═══ Gösterilen Metin

Misophonia stres, endişe ve zorlayıcı davranış seviyesi yüksek olan kişilerde daha sık seyreden bir rahatsızlıktır. Tam nedeni henüz bilinmese de bazı uzman psikiyatr, klinik psikolog ve odyolog (işitme uzmanı) tarafından, kişiye bazı sesler dinletilerek duyduğu bu seslerden rahatsız olma düzeyini ölçen misophonia testi çeşitleri yapılmaktadır. Hem uygulama hem de hastalığa yönelik hazırlanan çoklu seçme sorularından oluşan bu test misophonia'nın tam olarak tanısının konması aşamasında yardımcı olmaktadır.

Bazı araştırmacılar ise misophonia'nın diğer psikolojik rahatsızlıklar ile birlikte değerlendirilmeden ayrı bir kefeye konulması gerektiğini belirterek birtakım misophonia test ve tanı kriterleri önermektedirler. Bunlar:

  • Kişide tinnitus (kulak çınlaması) olmamalı,
  • Kişi verdiği yanıtların anormal ve aşırı olduğunun farkında olmalı,
  • Sesler, kişide belirgin panik, öfke, anksiyete ve saldırgan davranışa neden olmalı,
  • Kaçma ve kaçınma davranışı net olarak görülmeli,
  • Aile, sosyal ve meslekî yaşamı etkilemeli.

Misophonia Hastalığı Belirtileri

Misophonia hastalığı bulunan kişiler rahatsızlıklarını tetikleyen ses ile birlikte kendilerini bir anda sosyal bir kramp içerisinde bulurlar. Bu seslerin sürekliliği ve şiddeti devam ettikçe kişi oto kontrolünü kaybeder ve saldırganlaşarak şiddet eğilimi içerisine girebilir. Misophonia'nın en sık görülen belirtileri şunlardır:

  • Rahatsız edici sesler karşısında kulaklarını kapatma ve gürültüden uzaklaşma isteği,
  • Gergin, sinirli, endişeli ve sıkıntılı davranışlar,
  • Sesler devam ettikçe göğüs kafesinde hissedilen sıkışma hissi ve stres,
  • Gündüz olağan çevresel sesler nedeniyle devamlı stresli olma, gece ise sessizlikten gelen huzur hissi,
  • Bebek ve çocuk ağlamalarına tahammül edememe,
  • Başka birinin ayaklarını ritmik şekilde sallaması ya da herhangi bir nesneye ritmik şekilde vurularak çıkarılan seslerden rahatsız olma.

══════
═══ Listelenen Materyal

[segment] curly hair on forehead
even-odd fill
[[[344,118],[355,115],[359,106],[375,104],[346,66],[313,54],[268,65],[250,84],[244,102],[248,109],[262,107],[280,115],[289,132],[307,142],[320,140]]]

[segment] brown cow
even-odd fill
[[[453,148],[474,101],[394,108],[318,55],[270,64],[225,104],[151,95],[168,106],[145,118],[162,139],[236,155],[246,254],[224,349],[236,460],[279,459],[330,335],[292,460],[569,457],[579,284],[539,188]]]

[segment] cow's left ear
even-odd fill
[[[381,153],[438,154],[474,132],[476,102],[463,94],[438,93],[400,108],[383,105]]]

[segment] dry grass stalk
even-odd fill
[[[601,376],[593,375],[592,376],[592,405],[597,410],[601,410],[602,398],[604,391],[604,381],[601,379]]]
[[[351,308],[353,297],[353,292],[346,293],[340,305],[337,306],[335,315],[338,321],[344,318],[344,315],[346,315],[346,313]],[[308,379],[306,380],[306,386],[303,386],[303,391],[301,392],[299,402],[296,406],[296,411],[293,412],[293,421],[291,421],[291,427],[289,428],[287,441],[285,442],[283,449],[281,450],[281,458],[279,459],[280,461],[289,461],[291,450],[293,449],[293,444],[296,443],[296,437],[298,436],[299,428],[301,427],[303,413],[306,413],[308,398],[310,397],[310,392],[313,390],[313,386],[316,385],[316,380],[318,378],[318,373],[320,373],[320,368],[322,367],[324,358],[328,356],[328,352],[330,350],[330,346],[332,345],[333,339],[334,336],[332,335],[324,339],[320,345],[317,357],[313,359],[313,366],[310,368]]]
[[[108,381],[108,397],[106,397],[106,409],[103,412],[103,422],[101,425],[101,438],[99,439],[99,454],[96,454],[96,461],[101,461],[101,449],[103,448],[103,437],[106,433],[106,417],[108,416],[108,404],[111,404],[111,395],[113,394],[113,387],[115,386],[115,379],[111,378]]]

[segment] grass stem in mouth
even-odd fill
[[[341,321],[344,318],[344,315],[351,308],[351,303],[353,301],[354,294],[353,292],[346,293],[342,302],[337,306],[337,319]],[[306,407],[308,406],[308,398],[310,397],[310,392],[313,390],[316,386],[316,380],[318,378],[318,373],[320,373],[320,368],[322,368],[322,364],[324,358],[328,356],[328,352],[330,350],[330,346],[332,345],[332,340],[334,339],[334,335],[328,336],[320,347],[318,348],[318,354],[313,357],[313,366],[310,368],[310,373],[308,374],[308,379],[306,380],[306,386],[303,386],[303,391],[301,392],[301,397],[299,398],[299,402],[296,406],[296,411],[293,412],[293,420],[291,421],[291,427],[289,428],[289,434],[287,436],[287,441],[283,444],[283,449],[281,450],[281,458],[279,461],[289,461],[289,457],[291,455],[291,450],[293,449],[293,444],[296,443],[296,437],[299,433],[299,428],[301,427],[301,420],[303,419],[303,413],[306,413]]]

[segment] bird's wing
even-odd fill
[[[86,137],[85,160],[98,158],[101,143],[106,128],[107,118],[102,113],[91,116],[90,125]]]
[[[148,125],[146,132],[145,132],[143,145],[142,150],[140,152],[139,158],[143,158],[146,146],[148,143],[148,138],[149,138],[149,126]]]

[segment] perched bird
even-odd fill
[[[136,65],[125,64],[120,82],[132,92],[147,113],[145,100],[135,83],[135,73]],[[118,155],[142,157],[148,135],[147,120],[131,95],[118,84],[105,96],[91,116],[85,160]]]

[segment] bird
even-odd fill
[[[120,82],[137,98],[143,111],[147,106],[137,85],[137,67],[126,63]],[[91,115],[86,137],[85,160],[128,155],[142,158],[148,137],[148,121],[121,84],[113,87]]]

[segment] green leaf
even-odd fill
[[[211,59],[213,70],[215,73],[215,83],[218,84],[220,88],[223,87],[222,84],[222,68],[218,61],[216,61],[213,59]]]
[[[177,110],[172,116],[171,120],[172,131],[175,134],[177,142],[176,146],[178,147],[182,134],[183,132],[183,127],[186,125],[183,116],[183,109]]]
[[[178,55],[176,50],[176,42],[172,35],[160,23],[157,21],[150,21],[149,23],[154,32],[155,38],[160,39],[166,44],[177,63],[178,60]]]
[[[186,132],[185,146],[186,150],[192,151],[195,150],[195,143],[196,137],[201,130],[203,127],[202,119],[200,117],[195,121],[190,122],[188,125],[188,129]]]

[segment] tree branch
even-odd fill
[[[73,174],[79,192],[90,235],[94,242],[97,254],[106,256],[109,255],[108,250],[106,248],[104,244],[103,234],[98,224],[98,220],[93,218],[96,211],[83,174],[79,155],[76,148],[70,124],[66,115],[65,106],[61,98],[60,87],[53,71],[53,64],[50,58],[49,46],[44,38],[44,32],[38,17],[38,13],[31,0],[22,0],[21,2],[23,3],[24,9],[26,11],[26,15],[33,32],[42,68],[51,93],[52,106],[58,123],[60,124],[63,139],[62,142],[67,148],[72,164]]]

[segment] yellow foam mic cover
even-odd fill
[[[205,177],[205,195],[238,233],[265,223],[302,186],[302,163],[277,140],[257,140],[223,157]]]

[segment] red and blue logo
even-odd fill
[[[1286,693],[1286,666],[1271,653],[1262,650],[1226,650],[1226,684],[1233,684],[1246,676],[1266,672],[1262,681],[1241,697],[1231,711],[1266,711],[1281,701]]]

══════

__Çalışma Yönergesi__:
Gösterilen metinde bazı araştırmacıların önerdiği misophonia test ve tanı kriterlerinin hepsini sıralayın.

__Tamamlanmış Alıştırma__:
- Kişide tinnitus (kulak çınlaması) olmamalı.
- Kişi verdiği yanıtların anormal ve aşırı olduğunun farkında olmalı.
- Sesler, kişide belirgin panik, öfke, anksiyete ve saldırgan davranışa neden olmalı.
- Kaçma ve kaçınma davranışı net olarak görülmeli.
- Aile, sosyal ve meslekî yaşamı etkilemeli.